Start of Listed entries
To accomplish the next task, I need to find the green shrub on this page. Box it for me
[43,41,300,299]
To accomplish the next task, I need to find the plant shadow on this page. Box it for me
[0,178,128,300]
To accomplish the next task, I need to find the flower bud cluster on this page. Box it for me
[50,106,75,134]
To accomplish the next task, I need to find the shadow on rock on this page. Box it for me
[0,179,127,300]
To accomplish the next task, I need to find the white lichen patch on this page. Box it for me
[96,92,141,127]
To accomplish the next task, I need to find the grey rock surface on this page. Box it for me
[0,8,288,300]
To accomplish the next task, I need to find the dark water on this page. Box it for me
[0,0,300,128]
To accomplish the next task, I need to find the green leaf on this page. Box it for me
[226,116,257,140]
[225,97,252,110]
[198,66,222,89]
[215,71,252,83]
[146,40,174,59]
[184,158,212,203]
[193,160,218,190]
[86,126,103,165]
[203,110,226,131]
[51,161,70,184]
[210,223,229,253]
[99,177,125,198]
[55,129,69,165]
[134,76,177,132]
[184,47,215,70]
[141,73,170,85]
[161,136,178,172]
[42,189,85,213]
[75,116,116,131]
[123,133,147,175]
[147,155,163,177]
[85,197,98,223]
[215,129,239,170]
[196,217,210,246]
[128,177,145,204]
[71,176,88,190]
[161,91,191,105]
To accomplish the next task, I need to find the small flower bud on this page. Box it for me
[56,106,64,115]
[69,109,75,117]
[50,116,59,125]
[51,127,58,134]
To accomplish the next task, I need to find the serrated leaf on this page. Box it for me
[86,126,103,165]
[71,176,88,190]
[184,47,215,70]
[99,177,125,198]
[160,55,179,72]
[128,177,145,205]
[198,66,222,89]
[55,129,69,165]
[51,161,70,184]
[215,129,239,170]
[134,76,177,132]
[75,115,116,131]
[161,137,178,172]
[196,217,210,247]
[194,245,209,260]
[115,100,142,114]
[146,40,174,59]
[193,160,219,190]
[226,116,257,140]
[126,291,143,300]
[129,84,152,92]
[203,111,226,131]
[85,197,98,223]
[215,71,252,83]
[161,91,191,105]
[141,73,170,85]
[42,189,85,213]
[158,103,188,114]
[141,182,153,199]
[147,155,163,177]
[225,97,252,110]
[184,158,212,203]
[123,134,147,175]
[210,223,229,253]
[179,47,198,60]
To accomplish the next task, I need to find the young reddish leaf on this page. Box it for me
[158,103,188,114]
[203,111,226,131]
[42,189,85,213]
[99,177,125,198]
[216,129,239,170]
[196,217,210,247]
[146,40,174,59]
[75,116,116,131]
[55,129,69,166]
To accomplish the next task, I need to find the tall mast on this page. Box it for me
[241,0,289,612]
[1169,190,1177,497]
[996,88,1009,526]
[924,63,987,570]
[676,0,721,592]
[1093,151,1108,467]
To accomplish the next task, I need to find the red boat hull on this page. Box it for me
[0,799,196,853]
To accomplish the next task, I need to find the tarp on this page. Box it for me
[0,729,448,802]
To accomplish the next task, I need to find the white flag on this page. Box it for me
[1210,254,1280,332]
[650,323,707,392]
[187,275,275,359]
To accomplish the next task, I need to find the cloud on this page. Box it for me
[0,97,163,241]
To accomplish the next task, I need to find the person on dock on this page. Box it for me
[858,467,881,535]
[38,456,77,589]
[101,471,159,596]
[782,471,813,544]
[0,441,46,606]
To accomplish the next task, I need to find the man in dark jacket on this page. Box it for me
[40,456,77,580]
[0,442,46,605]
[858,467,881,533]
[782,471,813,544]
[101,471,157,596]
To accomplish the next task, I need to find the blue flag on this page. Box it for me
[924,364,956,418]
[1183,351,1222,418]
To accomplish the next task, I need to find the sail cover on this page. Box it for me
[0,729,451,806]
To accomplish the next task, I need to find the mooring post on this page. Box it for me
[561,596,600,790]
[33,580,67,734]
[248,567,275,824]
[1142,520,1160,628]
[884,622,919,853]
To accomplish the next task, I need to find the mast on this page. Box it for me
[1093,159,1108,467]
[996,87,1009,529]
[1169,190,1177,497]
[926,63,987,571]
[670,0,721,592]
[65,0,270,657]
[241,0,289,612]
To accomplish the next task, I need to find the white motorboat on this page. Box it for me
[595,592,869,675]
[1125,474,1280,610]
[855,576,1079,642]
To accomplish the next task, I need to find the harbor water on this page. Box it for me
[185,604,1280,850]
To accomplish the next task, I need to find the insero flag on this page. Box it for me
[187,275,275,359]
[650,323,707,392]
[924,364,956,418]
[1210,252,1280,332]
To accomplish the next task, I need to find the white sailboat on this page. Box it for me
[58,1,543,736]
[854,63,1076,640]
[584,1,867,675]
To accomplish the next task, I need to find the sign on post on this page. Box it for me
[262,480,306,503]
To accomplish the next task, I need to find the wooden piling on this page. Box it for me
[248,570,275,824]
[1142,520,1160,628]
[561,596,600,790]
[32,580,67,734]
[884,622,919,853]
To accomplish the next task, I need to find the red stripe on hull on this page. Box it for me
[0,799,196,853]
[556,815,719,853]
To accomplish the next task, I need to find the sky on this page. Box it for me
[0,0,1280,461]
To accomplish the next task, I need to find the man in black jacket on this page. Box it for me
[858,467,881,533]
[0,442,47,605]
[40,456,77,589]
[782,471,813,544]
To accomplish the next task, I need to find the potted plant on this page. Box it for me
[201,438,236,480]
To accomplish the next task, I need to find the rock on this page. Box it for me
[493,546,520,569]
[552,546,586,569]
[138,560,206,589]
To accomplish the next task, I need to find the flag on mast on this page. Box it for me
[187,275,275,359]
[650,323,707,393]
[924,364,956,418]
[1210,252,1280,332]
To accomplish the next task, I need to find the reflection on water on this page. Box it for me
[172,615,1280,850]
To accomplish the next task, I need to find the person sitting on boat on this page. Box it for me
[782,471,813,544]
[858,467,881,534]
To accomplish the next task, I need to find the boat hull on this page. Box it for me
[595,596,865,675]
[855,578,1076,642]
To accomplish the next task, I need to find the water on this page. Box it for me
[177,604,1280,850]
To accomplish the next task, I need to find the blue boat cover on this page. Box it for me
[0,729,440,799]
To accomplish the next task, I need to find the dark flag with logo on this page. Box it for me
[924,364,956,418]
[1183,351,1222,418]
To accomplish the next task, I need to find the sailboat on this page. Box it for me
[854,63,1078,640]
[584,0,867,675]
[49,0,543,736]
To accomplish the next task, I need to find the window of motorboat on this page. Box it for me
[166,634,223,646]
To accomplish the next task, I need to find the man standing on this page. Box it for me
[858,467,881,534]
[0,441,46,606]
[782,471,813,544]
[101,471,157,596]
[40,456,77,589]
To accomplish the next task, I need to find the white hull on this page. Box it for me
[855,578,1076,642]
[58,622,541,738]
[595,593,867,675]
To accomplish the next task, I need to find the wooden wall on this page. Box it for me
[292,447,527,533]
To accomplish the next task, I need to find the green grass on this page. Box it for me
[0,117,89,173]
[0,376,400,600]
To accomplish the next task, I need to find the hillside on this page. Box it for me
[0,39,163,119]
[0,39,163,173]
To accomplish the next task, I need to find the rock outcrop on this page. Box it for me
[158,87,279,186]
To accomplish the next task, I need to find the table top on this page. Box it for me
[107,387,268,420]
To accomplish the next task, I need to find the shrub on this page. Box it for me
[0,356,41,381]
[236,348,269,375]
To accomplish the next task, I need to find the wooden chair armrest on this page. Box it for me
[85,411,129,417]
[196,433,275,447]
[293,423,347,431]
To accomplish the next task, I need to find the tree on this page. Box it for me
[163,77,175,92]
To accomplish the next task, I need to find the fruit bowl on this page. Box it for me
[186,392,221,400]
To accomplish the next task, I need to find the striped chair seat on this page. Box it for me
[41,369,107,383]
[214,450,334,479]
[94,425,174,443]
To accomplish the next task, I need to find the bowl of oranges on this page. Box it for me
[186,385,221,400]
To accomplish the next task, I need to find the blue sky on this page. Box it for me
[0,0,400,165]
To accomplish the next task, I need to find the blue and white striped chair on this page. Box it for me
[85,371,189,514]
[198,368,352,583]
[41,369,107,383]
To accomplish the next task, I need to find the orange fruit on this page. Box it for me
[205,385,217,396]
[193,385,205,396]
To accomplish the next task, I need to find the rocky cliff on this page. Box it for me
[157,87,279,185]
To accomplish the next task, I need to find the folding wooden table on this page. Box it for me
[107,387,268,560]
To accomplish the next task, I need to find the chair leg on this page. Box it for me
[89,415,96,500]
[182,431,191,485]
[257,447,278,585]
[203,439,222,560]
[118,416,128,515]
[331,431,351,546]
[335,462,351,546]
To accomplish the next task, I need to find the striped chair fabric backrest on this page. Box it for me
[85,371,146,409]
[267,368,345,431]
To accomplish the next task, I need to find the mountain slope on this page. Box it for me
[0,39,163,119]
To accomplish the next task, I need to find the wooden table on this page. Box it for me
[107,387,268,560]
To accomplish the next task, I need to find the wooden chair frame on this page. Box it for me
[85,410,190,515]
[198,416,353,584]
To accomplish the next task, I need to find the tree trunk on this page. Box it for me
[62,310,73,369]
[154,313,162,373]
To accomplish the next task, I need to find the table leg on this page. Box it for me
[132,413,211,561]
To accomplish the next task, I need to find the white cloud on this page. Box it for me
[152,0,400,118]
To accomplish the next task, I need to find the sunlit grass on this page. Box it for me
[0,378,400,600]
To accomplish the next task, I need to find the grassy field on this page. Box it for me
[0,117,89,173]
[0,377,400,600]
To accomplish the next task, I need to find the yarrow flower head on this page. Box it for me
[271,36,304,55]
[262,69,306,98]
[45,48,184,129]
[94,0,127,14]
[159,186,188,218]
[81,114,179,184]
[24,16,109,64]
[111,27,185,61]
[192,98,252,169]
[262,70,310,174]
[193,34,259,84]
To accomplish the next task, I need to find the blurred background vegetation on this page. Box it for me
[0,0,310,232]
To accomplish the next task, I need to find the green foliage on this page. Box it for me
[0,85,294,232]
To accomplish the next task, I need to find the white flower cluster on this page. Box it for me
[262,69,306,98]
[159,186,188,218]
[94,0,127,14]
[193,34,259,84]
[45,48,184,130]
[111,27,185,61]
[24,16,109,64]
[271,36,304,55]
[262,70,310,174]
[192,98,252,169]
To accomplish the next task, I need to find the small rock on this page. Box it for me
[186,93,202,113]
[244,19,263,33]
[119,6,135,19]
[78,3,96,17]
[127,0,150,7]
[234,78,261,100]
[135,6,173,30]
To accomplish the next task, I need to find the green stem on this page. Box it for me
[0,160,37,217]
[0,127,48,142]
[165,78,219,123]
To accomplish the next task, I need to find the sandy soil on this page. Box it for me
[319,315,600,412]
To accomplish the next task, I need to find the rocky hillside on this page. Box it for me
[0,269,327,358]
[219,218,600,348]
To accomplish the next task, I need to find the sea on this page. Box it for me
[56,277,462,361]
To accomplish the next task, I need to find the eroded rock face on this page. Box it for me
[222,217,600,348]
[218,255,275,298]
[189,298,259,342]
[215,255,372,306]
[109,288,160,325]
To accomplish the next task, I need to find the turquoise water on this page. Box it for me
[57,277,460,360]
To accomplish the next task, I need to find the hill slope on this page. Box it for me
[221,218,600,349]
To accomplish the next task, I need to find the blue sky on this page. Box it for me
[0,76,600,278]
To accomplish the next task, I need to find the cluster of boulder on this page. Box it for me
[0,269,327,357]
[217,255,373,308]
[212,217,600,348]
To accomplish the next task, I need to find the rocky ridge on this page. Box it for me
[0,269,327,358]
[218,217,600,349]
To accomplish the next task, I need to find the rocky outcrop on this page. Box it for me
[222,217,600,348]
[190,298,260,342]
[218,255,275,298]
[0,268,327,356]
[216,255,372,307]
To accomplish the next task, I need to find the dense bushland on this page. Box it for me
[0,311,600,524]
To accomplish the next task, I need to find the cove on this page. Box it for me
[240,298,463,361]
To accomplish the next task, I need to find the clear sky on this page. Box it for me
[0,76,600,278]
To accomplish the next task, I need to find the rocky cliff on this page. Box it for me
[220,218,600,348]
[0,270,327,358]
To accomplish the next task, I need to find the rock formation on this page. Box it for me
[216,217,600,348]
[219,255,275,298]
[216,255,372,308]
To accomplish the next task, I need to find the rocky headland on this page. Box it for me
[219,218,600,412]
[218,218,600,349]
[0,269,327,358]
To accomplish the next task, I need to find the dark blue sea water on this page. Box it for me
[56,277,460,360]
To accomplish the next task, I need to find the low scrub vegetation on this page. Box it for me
End of Listed entries
Exercise description.
Copy the listing from its first line up to and including the line with "[0,179,127,300]", keeping every line of wording as it stands but lowering each bounding box coordinate by 46.

The completed task.
To accomplish the next task, I need to find the green shrub on this page. Box it for me
[-3,-5,254,253]
To accomplish the next task, I need to find the plant shadow on this page. Box it for me
[-46,132,82,254]
To accomplish the next task, I need to find the flower bud cluster on this page. Box it for me
[4,60,29,88]
To accomplish the next task, I need to find the shadow on rock on this page. Box it for me
[-46,133,81,254]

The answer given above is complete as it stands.